• _EXERCISE_
Look in the data below for the line that contains "line as [403,266].". Copy that line and the remaining lines exactly.

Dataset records

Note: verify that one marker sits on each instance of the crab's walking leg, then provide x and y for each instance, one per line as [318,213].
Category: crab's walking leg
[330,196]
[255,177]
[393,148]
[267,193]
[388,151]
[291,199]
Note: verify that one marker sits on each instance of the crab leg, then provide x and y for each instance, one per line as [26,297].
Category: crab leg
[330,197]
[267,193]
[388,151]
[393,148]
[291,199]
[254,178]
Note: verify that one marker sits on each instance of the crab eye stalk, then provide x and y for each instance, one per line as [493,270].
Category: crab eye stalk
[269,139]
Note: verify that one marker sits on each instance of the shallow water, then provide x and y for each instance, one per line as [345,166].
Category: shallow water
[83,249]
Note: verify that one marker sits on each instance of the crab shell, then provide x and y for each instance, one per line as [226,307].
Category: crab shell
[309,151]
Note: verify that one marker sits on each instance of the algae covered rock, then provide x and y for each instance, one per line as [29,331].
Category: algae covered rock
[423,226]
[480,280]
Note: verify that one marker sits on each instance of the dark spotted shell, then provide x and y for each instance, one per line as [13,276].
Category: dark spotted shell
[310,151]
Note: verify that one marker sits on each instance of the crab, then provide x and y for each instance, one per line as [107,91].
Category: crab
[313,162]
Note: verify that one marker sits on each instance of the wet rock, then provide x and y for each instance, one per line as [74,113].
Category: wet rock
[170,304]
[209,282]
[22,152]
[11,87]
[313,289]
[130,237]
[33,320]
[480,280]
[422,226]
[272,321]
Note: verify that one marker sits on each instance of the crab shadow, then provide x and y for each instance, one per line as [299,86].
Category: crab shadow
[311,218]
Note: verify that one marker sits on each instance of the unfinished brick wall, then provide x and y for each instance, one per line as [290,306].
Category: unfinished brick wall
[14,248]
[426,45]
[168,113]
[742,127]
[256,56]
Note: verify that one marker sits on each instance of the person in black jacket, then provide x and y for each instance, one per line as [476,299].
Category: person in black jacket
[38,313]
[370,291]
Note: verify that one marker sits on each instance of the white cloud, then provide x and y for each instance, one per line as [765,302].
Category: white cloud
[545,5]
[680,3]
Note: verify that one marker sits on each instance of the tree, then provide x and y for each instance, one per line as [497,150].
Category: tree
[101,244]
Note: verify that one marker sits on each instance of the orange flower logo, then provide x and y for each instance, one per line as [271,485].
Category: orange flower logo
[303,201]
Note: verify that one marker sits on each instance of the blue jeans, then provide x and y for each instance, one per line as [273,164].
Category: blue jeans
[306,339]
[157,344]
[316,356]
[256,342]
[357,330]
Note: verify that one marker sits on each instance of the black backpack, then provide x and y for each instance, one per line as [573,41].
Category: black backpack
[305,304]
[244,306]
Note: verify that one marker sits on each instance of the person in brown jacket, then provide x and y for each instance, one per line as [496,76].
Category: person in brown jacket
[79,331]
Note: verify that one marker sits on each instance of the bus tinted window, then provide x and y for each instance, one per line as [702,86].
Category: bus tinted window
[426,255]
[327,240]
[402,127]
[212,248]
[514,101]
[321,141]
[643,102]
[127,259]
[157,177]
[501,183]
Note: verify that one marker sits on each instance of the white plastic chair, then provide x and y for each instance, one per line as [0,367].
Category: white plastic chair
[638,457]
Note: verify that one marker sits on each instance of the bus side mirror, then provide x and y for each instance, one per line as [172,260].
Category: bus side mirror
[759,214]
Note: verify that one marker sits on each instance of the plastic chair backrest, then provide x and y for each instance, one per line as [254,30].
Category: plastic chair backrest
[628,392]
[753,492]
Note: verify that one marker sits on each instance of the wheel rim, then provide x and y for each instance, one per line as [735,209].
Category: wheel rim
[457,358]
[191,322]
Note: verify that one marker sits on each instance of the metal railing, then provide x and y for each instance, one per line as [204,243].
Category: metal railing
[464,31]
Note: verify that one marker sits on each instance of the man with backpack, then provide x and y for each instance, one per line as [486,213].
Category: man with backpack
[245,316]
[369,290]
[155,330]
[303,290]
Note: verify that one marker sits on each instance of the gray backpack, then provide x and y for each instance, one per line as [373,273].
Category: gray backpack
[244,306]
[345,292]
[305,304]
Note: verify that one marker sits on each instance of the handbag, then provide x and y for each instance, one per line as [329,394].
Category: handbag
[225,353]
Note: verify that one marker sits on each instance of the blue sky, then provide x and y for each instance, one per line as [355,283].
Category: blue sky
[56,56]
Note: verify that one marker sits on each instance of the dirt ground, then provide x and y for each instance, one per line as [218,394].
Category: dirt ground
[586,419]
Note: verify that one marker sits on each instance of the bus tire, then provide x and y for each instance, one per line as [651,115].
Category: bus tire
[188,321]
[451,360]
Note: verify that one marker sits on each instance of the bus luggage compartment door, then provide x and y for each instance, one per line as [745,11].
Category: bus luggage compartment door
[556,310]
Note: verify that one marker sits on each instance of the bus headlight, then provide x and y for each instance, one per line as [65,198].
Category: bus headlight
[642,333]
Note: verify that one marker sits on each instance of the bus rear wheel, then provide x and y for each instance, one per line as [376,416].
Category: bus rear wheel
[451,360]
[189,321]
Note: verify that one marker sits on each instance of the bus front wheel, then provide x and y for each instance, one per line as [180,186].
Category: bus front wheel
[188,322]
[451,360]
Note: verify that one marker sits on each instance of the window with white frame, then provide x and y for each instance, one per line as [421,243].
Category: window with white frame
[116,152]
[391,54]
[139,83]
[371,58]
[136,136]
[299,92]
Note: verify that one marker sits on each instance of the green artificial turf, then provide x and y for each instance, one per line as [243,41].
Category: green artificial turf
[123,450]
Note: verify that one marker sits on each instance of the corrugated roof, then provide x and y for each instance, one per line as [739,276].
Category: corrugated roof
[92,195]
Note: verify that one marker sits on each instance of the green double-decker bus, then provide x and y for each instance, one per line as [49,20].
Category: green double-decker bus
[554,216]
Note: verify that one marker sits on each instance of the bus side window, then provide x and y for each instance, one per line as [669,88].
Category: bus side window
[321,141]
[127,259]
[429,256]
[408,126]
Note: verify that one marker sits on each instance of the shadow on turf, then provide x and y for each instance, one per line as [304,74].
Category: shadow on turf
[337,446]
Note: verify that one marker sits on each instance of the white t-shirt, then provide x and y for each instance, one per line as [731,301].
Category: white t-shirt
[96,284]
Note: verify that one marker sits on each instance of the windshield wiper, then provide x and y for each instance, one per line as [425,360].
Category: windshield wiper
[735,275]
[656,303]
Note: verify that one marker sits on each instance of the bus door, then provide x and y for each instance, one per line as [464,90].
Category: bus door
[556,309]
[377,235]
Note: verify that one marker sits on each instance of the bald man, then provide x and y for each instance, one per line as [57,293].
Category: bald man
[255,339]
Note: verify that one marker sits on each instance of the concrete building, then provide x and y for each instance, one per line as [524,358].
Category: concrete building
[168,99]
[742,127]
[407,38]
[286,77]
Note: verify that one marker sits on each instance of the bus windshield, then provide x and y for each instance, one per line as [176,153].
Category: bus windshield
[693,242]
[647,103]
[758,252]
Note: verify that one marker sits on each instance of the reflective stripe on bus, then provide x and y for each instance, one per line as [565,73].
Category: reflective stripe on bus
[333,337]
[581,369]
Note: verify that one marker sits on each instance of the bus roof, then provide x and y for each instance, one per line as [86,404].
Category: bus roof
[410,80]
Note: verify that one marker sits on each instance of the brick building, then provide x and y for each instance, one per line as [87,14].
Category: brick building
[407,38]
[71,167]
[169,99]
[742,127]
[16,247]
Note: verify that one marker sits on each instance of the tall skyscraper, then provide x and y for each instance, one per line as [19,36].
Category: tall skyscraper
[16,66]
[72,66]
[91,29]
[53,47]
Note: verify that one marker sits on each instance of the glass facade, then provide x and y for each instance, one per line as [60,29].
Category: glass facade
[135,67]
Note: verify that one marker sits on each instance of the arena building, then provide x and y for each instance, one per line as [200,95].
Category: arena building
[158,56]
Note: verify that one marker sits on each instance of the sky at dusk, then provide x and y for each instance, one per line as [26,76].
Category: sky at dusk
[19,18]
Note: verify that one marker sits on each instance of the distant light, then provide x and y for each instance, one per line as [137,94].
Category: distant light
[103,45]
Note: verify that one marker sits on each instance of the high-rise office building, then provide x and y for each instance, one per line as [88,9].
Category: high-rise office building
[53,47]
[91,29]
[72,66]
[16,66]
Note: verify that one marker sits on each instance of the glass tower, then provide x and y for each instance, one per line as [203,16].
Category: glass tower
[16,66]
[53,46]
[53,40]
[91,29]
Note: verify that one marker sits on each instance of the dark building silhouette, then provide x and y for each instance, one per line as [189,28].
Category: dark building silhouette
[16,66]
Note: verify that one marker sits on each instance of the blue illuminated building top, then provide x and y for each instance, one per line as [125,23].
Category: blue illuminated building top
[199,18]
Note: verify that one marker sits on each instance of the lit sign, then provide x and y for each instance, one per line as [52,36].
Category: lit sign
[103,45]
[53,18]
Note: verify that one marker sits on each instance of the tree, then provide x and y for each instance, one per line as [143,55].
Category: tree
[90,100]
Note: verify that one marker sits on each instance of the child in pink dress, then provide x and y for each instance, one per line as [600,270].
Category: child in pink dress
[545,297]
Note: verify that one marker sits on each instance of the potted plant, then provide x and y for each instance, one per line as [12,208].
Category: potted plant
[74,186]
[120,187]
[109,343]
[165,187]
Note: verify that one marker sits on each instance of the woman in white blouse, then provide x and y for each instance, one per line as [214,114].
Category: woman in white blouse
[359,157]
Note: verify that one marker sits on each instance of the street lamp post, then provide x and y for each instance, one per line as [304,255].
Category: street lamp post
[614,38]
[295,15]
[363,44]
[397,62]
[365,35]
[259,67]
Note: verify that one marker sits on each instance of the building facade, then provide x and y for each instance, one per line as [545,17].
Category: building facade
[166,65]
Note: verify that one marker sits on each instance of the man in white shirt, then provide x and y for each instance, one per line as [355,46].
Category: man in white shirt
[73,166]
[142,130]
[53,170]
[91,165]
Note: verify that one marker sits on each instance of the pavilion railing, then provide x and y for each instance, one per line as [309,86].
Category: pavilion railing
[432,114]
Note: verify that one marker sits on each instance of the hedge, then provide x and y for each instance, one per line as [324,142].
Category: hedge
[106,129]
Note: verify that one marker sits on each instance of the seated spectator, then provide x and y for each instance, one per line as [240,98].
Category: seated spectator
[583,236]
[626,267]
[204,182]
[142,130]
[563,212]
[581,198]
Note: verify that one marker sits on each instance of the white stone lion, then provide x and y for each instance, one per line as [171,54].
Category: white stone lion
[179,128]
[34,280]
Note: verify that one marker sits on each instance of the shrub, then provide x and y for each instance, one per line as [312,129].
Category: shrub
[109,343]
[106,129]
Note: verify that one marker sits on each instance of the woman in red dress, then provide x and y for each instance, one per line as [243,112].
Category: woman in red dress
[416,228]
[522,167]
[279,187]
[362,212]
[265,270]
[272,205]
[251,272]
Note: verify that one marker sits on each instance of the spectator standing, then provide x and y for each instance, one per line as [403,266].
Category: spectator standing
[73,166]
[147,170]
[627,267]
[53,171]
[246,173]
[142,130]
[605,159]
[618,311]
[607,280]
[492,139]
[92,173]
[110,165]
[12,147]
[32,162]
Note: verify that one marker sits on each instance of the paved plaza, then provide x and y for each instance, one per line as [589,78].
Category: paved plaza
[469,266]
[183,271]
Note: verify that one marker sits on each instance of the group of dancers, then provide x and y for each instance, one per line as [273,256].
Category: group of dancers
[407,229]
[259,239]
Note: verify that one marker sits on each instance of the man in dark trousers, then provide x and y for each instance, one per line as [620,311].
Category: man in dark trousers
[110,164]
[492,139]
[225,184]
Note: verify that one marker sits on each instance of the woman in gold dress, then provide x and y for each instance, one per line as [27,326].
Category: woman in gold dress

• _EXERCISE RESULT_
Note: verify that one marker sits on each instance of the spectator standing, then provide x and y for each instance, one per line as [403,266].
Category: spectator standing
[73,166]
[147,170]
[627,267]
[53,171]
[246,173]
[142,130]
[605,159]
[618,311]
[607,280]
[492,139]
[92,173]
[110,165]
[12,147]
[32,162]
Note: verify that one marker sits on each instance of the paved plaza, then provide x and y for each instance, one per line as [589,78].
Category: paved plaza
[469,266]
[183,271]
Note: verify that one marker sits on each instance of the group of dancers, then provide x and y for each instance, one per line as [273,256].
Category: group of dancers
[407,229]
[259,239]
Note: verify that one marker sits on each instance of the man in dark trousers, then provide x and y for each instance, one per line as [620,311].
Category: man in dark trousers
[110,164]
[492,139]
[225,184]
Note: verify that one marker sits on each instance of the woman in gold dress, then provide x and y for each instance, one per line as [27,326].
Category: woman in gold dress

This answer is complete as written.